Problem description> Could you arrange the lines below as a numbered list, skipping blank lines and leaving out the pictures?
┌──
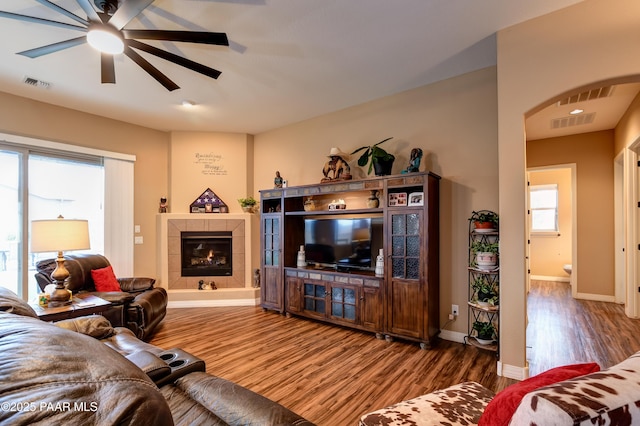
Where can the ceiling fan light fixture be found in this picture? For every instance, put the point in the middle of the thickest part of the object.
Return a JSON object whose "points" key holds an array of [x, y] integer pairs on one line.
{"points": [[106, 39]]}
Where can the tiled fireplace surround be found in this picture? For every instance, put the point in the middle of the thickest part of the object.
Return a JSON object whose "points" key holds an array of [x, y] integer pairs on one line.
{"points": [[234, 290]]}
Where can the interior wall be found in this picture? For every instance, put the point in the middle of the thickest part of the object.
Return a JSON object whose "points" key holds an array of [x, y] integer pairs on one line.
{"points": [[29, 118], [219, 161], [538, 61], [549, 252], [453, 121], [593, 155]]}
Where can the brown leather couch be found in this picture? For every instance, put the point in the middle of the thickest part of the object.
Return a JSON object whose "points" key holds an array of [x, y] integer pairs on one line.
{"points": [[84, 371], [140, 306]]}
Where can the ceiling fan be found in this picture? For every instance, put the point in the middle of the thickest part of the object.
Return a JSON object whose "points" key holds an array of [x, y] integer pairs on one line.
{"points": [[105, 30]]}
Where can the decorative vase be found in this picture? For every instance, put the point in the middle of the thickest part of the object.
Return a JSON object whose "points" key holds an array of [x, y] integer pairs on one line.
{"points": [[372, 201], [309, 205], [382, 167], [486, 260], [380, 264]]}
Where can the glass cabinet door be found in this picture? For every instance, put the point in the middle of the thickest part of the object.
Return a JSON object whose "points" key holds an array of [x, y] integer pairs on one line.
└──
Completed exercise>
1. Where can the ceiling fan light fixture be found in this picture? For every instance, put the point in the middle of the thickest part of the object.
2. Return a JSON object whose "points" key holds an array of [x, y] integer pairs on one line.
3. {"points": [[106, 39]]}
4. Where can the tiled fireplace surround be found in this picture? For every instance, put the point in the middle of the thickest part of the object.
5. Return a JSON object whose "points" key holds an array of [x, y] integer pairs on one line.
6. {"points": [[234, 290]]}
7. Where can the interior wall be found in this picture? For every instance, put the point in the middle of the thickest part of the object.
8. Return a JSON object whose "points" key holds an array of [x, y] integer pairs on one line.
9. {"points": [[29, 118], [219, 161], [538, 61], [549, 252], [453, 121], [593, 155]]}
10. Where can the brown leather couch be found in this picture? For every instance, put the point in the middle of the thickest part of the object.
11. Return a JSON object whose "points" key holds an array of [x, y] integer pairs on one line.
12. {"points": [[84, 371], [140, 306]]}
13. Where can the ceiling fan be found in this picture? For every instance, put the point in the middle of the thickest part of the object.
14. Return a JSON object whose "points" key holds an array of [x, y] integer pairs on one line.
15. {"points": [[105, 30]]}
16. Where can the decorative vase be found in this picture? For every instance, put the point in the middle of the thickest part of the object.
17. Return a JSON object whose "points" key holds an array of [x, y] integer pairs on one line.
18. {"points": [[372, 201], [309, 205], [382, 167], [486, 260], [380, 264]]}
19. Where can the glass cabinet door be found in this picture? For every instance, put the point in the middle of the thickest part of the object.
20. Return a JSON object whose "points" key holds an array of [x, y] integer pairs on one line.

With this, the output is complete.